> **TASK BRIEF**
Can you transcribe every line exactly and leave the pictures behind?

> **SUPPLIED DATA**

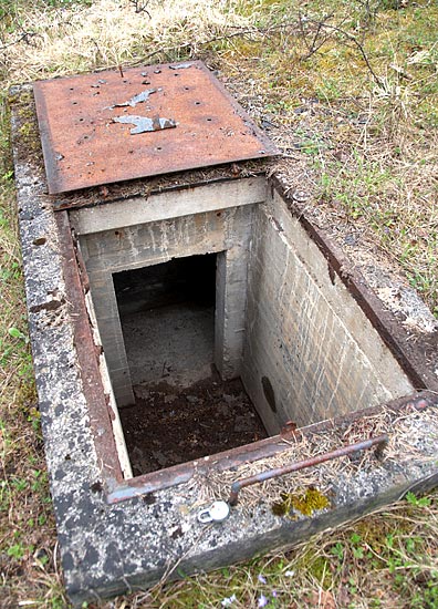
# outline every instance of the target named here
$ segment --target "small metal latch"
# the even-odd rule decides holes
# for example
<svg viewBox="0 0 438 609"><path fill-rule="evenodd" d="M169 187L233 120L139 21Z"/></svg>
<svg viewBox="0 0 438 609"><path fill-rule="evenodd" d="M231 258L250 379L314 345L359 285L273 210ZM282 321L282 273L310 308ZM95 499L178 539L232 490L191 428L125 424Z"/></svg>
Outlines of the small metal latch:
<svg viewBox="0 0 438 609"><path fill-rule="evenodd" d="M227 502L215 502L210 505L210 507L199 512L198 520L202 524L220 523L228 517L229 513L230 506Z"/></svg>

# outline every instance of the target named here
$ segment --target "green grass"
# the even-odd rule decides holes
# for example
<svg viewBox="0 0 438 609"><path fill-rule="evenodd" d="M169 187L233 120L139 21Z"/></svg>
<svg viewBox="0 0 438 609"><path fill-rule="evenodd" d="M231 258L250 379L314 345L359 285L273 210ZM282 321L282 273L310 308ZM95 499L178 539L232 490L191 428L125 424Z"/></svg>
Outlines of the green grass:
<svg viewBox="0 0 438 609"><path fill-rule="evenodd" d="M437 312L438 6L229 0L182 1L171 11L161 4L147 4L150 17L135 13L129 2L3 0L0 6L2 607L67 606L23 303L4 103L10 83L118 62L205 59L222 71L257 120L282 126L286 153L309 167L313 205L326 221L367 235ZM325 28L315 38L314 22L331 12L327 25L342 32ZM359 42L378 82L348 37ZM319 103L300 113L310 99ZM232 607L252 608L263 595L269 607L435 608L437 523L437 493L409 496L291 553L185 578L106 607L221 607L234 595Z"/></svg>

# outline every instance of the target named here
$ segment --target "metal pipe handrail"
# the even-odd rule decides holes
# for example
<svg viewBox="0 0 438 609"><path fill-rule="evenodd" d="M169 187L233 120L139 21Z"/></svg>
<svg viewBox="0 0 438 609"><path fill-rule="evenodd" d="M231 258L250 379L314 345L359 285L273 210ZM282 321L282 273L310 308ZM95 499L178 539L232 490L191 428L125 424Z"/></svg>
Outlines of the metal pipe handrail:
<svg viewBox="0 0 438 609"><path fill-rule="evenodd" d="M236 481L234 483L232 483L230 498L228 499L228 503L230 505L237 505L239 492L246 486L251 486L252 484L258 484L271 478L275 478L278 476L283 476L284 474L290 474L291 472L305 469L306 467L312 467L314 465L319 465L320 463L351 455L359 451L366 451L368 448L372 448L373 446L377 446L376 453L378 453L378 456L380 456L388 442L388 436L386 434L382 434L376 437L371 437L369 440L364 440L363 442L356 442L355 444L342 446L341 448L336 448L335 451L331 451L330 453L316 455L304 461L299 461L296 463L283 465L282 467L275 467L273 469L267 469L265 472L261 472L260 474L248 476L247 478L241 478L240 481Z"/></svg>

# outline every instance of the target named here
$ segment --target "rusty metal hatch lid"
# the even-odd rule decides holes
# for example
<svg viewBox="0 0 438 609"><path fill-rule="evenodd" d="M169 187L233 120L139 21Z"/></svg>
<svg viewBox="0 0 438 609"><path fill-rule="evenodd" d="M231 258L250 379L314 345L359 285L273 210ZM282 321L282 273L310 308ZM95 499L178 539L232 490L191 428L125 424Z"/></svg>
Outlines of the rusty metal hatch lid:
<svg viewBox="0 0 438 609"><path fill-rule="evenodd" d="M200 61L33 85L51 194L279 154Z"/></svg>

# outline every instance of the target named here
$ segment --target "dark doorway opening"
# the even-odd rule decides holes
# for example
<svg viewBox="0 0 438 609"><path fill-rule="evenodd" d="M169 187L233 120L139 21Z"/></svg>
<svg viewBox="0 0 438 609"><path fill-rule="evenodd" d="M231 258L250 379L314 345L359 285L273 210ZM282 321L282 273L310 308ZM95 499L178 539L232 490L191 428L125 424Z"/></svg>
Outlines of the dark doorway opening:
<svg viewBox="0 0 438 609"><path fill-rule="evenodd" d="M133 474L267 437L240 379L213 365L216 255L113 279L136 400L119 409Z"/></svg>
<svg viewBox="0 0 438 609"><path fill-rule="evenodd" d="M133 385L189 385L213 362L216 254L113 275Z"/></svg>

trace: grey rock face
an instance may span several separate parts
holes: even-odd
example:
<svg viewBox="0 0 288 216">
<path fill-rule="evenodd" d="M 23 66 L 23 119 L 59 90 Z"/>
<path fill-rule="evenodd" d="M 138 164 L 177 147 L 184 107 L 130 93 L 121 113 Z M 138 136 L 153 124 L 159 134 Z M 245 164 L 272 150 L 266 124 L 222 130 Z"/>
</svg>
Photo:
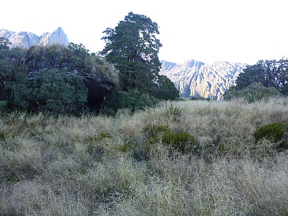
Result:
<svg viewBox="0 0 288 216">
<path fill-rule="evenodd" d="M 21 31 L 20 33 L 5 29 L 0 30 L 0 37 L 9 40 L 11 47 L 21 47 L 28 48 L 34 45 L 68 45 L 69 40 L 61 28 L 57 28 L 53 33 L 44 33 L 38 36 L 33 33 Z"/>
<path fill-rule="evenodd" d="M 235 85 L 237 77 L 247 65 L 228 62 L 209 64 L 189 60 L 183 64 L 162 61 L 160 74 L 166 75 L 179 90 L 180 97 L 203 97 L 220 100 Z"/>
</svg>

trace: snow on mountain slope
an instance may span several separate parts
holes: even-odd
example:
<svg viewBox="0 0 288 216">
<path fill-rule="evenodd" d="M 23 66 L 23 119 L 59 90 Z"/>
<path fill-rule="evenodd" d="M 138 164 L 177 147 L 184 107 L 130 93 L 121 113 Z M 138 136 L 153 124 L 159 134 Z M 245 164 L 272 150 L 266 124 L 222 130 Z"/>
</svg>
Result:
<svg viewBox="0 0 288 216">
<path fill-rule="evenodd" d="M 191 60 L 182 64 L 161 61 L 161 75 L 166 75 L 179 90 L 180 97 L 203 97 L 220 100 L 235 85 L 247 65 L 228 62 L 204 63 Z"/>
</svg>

> **COMPLETE RESPONSE**
# outline every instance of the target named here
$ segment --target "small metal latch"
# the even-odd rule decides holes
# for example
<svg viewBox="0 0 438 609"><path fill-rule="evenodd" d="M169 187L233 120L139 21Z"/></svg>
<svg viewBox="0 0 438 609"><path fill-rule="evenodd" d="M231 258L250 379L314 345L359 285L273 210ZM282 321L282 273L310 308ZM95 499L178 539L232 490L191 428L125 424Z"/></svg>
Outlines of the small metal latch:
<svg viewBox="0 0 438 609"><path fill-rule="evenodd" d="M227 502L215 502L210 505L210 507L199 512L198 520L202 524L220 523L228 517L229 513L230 506Z"/></svg>

# outline every instance of the target named here
$ segment --target "green grass"
# the even-odd rule decides holes
# for example
<svg viewBox="0 0 438 609"><path fill-rule="evenodd" d="M169 187L233 120L139 21Z"/></svg>
<svg viewBox="0 0 438 609"><path fill-rule="evenodd" d="M231 258L250 379L314 345L359 285L273 210ZM282 321L282 273L310 308ZM95 499L178 539L232 490L191 428L125 424Z"/></svg>
Outlines of the green grass:
<svg viewBox="0 0 438 609"><path fill-rule="evenodd" d="M437 312L438 6L229 0L182 1L171 11L161 4L147 4L150 17L135 13L129 2L3 0L0 6L2 607L67 606L23 303L4 103L10 83L118 62L205 59L222 71L257 120L282 126L286 153L309 167L313 205L326 221L367 235ZM325 28L315 38L314 22L331 12L327 25L342 32ZM359 42L378 82L348 37ZM319 103L300 113L310 99ZM232 607L252 608L263 595L269 607L435 608L437 523L437 493L409 496L291 553L185 578L106 607L221 607L234 595Z"/></svg>

# outline every instance of the target named here
$ segment --target "metal pipe handrail"
# the even-odd rule decides holes
# for example
<svg viewBox="0 0 438 609"><path fill-rule="evenodd" d="M169 187L233 120L139 21Z"/></svg>
<svg viewBox="0 0 438 609"><path fill-rule="evenodd" d="M231 258L250 379L314 345L359 285L273 210ZM282 321L282 273L310 308ZM95 499L178 539L232 490L191 428L125 424Z"/></svg>
Outlines of the metal pipe handrail:
<svg viewBox="0 0 438 609"><path fill-rule="evenodd" d="M236 481L234 483L232 483L230 498L228 499L228 503L230 505L237 505L239 492L246 486L251 486L252 484L258 484L271 478L275 478L278 476L283 476L284 474L290 474L291 472L305 469L306 467L312 467L314 465L319 465L320 463L351 455L359 451L366 451L368 448L372 448L373 446L377 446L376 453L378 453L378 456L380 456L388 442L388 436L386 434L382 434L376 437L371 437L369 440L364 440L363 442L356 442L355 444L342 446L341 448L336 448L335 451L331 451L330 453L316 455L304 461L299 461L296 463L283 465L282 467L275 467L273 469L267 469L265 472L261 472L260 474L248 476L247 478L241 478L240 481Z"/></svg>

# outline every instance of the target named here
$ segment --target "rusty metal hatch lid"
# the even-odd rule decides holes
# for example
<svg viewBox="0 0 438 609"><path fill-rule="evenodd" d="M169 187L233 120L139 21Z"/></svg>
<svg viewBox="0 0 438 609"><path fill-rule="evenodd" d="M231 258L250 379L314 345L359 285L273 210ZM282 321L282 273L310 308ZM95 499L178 539L232 490L191 428L125 424Z"/></svg>
Outlines of the rusty metal hatch lid:
<svg viewBox="0 0 438 609"><path fill-rule="evenodd" d="M200 61L33 85L51 194L279 154Z"/></svg>

# outline every instance of the target named here
$ segment --target "dark doorway opening"
# the even-odd rule decides holes
# for example
<svg viewBox="0 0 438 609"><path fill-rule="evenodd" d="M169 187L233 120L139 21Z"/></svg>
<svg viewBox="0 0 438 609"><path fill-rule="evenodd" d="M231 258L250 379L314 345L359 285L273 210ZM282 321L282 273L310 308ZM95 499L178 539L232 490L191 428L125 424Z"/></svg>
Outlines of the dark doorway opening:
<svg viewBox="0 0 438 609"><path fill-rule="evenodd" d="M133 474L267 437L240 379L213 365L216 255L113 279L136 400L119 409Z"/></svg>
<svg viewBox="0 0 438 609"><path fill-rule="evenodd" d="M133 385L189 385L213 362L216 254L113 275Z"/></svg>

trace: grey rock face
an instance may span several separate parts
holes: even-odd
example:
<svg viewBox="0 0 288 216">
<path fill-rule="evenodd" d="M 23 66 L 23 119 L 59 90 Z"/>
<path fill-rule="evenodd" d="M 138 164 L 177 147 L 184 107 L 130 93 L 121 113 Z M 138 136 L 153 124 L 159 134 Z M 245 164 L 272 150 L 266 124 L 222 130 Z"/>
</svg>
Photo:
Result:
<svg viewBox="0 0 288 216">
<path fill-rule="evenodd" d="M 21 31 L 20 33 L 5 29 L 0 30 L 0 37 L 9 40 L 11 47 L 21 47 L 28 48 L 34 45 L 68 45 L 69 40 L 61 28 L 57 28 L 53 33 L 44 33 L 38 36 L 33 33 Z"/>
<path fill-rule="evenodd" d="M 235 85 L 237 77 L 247 65 L 228 62 L 209 64 L 189 60 L 183 64 L 162 61 L 160 74 L 166 75 L 179 90 L 180 97 L 203 97 L 220 100 Z"/>
</svg>

trace: snow on mountain slope
an instance may span several separate parts
holes: even-odd
example:
<svg viewBox="0 0 288 216">
<path fill-rule="evenodd" d="M 23 66 L 23 119 L 59 90 Z"/>
<path fill-rule="evenodd" d="M 138 164 L 177 147 L 184 107 L 130 93 L 121 113 Z M 138 136 L 153 124 L 159 134 Z M 245 164 L 272 150 L 266 124 L 222 130 Z"/>
</svg>
Result:
<svg viewBox="0 0 288 216">
<path fill-rule="evenodd" d="M 191 60 L 182 64 L 161 61 L 161 75 L 166 75 L 179 90 L 180 97 L 203 97 L 220 100 L 235 85 L 247 65 L 228 62 L 204 63 Z"/>
</svg>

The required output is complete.